[What you will do]
Starting at the line with "Pin every instance of the glass tumbler" and running through the end of the records, reproduce every line, requests included, and raise each x and y coordinate in the answers by 144.

[Data in this exercise]
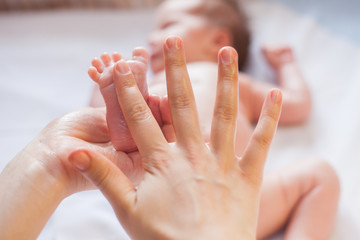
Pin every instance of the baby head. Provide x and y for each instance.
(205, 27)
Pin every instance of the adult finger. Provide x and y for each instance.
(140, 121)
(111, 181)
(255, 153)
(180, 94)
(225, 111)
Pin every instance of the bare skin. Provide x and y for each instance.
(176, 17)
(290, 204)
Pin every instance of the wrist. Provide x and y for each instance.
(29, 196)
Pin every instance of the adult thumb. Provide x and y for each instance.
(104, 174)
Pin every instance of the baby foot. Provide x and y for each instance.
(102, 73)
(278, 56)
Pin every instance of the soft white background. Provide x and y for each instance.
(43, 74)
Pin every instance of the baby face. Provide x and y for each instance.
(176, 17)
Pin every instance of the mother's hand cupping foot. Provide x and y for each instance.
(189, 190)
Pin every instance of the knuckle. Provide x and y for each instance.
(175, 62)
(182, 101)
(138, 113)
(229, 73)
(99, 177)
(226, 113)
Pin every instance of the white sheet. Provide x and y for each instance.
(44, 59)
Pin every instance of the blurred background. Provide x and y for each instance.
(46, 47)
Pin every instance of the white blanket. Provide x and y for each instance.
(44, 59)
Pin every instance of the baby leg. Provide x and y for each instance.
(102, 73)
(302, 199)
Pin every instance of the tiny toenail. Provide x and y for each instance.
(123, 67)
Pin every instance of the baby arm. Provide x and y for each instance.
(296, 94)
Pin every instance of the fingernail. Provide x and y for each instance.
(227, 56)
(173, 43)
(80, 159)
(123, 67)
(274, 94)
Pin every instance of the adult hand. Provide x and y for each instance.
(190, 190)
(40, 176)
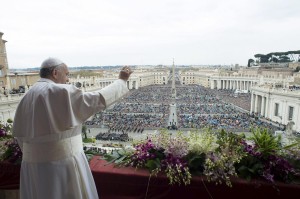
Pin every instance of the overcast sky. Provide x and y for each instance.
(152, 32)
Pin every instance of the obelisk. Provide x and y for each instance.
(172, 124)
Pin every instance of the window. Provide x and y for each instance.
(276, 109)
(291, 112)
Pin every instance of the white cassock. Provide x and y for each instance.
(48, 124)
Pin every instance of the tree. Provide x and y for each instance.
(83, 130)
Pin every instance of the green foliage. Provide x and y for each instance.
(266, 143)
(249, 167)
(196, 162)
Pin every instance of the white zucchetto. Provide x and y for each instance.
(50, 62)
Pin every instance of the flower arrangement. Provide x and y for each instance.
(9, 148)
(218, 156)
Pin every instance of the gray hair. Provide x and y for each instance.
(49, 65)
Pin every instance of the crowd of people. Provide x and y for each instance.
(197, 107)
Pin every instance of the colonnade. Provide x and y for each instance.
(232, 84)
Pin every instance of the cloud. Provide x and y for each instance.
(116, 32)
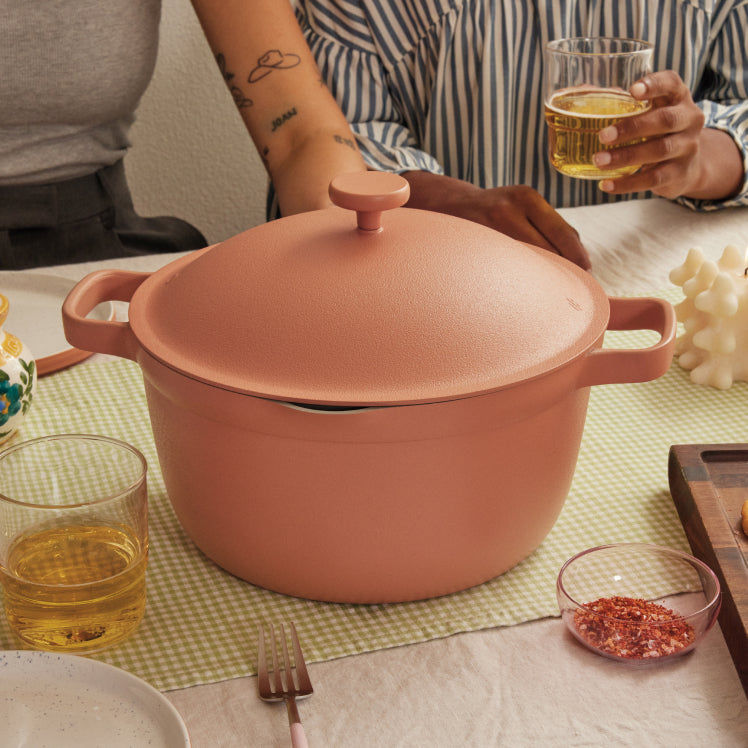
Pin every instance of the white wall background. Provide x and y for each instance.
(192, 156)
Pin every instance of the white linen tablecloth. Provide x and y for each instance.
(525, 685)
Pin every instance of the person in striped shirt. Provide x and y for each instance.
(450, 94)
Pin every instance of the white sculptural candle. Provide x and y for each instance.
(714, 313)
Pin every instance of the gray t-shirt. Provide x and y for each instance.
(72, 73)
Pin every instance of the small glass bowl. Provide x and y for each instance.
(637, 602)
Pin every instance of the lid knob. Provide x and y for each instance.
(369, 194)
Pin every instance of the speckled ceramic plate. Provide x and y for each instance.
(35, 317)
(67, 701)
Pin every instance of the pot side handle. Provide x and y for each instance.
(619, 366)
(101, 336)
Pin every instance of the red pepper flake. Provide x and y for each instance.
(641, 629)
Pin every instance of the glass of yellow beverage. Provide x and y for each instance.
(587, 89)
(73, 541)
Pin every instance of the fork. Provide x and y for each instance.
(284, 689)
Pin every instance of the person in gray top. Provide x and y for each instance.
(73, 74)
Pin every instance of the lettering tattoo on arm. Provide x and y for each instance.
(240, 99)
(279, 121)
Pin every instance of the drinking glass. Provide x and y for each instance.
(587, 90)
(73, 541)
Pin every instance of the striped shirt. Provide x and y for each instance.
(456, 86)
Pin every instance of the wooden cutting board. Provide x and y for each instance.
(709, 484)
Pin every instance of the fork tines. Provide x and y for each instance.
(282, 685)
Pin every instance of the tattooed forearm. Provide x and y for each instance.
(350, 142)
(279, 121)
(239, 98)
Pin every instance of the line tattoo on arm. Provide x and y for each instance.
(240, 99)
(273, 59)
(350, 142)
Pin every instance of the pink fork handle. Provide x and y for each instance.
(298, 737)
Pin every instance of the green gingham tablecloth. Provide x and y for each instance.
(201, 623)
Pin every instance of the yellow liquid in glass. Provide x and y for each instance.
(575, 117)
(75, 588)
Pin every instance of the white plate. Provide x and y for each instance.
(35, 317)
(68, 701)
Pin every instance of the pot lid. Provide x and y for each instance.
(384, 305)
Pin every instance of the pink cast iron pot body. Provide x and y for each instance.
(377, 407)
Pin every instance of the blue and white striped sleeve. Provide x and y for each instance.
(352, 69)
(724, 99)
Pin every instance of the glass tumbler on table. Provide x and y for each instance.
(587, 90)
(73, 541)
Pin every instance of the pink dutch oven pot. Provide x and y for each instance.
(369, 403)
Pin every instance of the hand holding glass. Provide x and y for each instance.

[Expected answer]
Pin every instance of the glass tumbler on table. Provide x and y for each instance.
(731, 234)
(217, 685)
Pin every instance of the pink dutch oven pot. Provide x and y for each instance.
(513, 547)
Pin every instance of the hand holding glass. Provide x and y for each instance.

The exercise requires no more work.